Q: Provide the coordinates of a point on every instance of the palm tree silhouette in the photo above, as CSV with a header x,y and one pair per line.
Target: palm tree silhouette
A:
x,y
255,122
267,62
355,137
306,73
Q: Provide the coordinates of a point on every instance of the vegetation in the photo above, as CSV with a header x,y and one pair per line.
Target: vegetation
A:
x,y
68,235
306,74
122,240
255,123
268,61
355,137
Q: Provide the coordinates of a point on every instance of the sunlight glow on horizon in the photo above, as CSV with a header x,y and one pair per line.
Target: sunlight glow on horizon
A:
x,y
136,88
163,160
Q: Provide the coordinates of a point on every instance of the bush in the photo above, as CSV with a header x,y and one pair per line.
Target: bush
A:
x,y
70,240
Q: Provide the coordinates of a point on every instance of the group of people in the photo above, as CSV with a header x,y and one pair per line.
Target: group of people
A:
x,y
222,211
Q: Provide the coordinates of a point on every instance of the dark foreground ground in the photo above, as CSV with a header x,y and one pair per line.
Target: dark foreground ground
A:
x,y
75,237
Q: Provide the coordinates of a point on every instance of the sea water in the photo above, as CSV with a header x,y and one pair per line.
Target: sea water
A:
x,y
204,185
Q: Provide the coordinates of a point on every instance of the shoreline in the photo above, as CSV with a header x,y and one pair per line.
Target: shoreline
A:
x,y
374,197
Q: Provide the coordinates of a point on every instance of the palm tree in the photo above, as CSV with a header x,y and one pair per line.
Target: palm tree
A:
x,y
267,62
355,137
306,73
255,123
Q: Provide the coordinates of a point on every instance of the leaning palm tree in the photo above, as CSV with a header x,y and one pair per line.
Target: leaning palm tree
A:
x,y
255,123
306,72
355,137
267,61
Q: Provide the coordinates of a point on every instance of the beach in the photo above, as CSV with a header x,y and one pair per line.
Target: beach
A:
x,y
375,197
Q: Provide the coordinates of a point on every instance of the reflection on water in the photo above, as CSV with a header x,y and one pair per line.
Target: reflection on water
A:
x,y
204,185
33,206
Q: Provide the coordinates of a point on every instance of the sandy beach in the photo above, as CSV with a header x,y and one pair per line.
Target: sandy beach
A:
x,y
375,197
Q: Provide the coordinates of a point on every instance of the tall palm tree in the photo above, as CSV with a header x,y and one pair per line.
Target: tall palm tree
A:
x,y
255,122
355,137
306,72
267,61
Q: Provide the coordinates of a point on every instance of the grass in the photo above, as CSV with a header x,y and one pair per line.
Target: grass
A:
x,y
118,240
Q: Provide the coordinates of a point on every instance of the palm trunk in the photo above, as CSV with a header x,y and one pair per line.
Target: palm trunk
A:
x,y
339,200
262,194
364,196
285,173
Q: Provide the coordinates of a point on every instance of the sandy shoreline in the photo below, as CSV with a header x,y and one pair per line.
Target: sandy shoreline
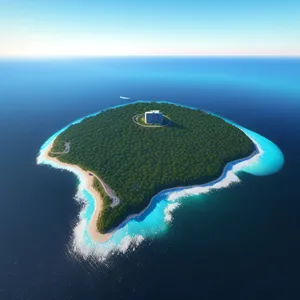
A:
x,y
88,185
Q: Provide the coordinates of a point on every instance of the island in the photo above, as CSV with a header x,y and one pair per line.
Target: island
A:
x,y
131,153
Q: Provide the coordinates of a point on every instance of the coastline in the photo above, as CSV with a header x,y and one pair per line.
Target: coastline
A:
x,y
88,184
95,235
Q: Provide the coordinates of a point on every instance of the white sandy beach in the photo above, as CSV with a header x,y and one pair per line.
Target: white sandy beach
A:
x,y
88,184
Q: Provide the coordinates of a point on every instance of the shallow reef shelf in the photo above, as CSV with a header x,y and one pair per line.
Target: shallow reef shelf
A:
x,y
155,220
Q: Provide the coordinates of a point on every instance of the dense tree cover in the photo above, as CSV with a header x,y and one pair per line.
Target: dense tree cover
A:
x,y
137,162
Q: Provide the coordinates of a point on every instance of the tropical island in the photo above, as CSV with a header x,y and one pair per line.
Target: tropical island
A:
x,y
131,156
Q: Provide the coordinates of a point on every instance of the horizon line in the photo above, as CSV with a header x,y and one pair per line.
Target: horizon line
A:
x,y
53,57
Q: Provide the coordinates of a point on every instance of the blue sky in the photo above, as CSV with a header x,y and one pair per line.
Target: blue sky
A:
x,y
34,28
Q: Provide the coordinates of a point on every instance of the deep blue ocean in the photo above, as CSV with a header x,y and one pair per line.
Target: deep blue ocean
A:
x,y
242,242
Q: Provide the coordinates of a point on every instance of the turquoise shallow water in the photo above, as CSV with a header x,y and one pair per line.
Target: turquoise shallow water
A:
x,y
155,220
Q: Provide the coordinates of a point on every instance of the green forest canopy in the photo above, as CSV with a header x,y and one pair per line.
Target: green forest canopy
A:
x,y
138,162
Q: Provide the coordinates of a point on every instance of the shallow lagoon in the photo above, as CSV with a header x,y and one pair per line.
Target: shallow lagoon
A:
x,y
156,218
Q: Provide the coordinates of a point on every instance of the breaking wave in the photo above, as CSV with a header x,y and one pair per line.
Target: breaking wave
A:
x,y
156,219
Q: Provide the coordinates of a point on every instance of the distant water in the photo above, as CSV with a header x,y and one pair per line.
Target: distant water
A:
x,y
241,242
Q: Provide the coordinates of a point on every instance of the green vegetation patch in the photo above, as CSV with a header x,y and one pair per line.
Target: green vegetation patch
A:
x,y
138,162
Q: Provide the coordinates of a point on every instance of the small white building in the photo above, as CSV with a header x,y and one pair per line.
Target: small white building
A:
x,y
153,117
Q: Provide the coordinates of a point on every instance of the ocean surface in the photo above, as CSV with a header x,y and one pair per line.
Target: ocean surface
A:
x,y
241,242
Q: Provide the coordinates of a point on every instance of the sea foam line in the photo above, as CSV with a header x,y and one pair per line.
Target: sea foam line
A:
x,y
134,232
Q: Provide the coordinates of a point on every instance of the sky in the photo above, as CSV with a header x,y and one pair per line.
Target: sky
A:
x,y
67,28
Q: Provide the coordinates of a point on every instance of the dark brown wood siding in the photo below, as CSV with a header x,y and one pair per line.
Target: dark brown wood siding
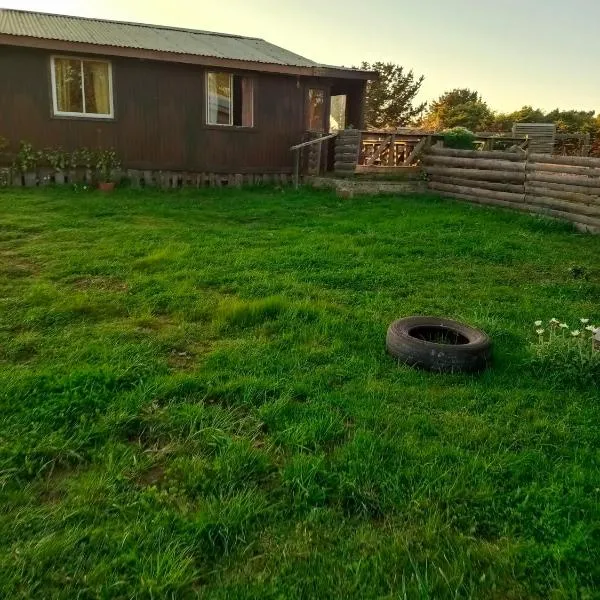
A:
x,y
159,116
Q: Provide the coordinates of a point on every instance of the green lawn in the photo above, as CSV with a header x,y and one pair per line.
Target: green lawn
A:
x,y
196,400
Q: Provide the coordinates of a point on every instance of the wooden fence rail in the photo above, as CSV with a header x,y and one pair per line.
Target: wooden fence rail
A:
x,y
559,187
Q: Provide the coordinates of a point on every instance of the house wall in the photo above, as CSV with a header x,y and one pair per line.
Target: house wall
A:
x,y
159,116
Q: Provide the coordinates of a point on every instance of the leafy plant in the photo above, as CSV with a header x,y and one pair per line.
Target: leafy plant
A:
x,y
106,163
87,158
565,355
460,138
27,158
57,158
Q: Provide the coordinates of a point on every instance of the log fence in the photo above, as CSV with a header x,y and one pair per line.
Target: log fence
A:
x,y
560,187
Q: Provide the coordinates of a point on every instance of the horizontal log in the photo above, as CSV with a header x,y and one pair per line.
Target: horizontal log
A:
x,y
588,191
481,174
577,180
474,163
564,169
401,170
588,222
541,189
571,207
476,191
497,154
580,161
486,185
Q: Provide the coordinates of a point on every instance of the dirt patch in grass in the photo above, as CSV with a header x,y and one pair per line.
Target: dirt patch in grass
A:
x,y
186,359
105,284
152,476
153,324
14,266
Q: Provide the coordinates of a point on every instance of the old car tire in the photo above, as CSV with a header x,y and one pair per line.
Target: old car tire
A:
x,y
464,349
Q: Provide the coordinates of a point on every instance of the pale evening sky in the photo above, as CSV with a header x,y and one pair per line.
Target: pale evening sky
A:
x,y
514,52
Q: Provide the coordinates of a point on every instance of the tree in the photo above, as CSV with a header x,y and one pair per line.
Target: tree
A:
x,y
390,98
573,121
460,107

* **CHALLENGE**
Output the stretch of the records above, from the line containing "of the tree" through the end of the records, as a Markdown table with the columns Row and Text. Number the lines in Row and put each line in Text, leaving out blank lines.

* **EXERCISE OUTPUT**
| Row | Text |
|---|---|
| 1 | Q: Provide the coordinates of a point on every instance of the tree in the photo above, as CSV with a header x,y and one pair per line. |
| 2 | Target: tree |
| 3 | A: |
| 4 | x,y |
| 5 | 390,98 |
| 6 | 573,121 |
| 7 | 460,107 |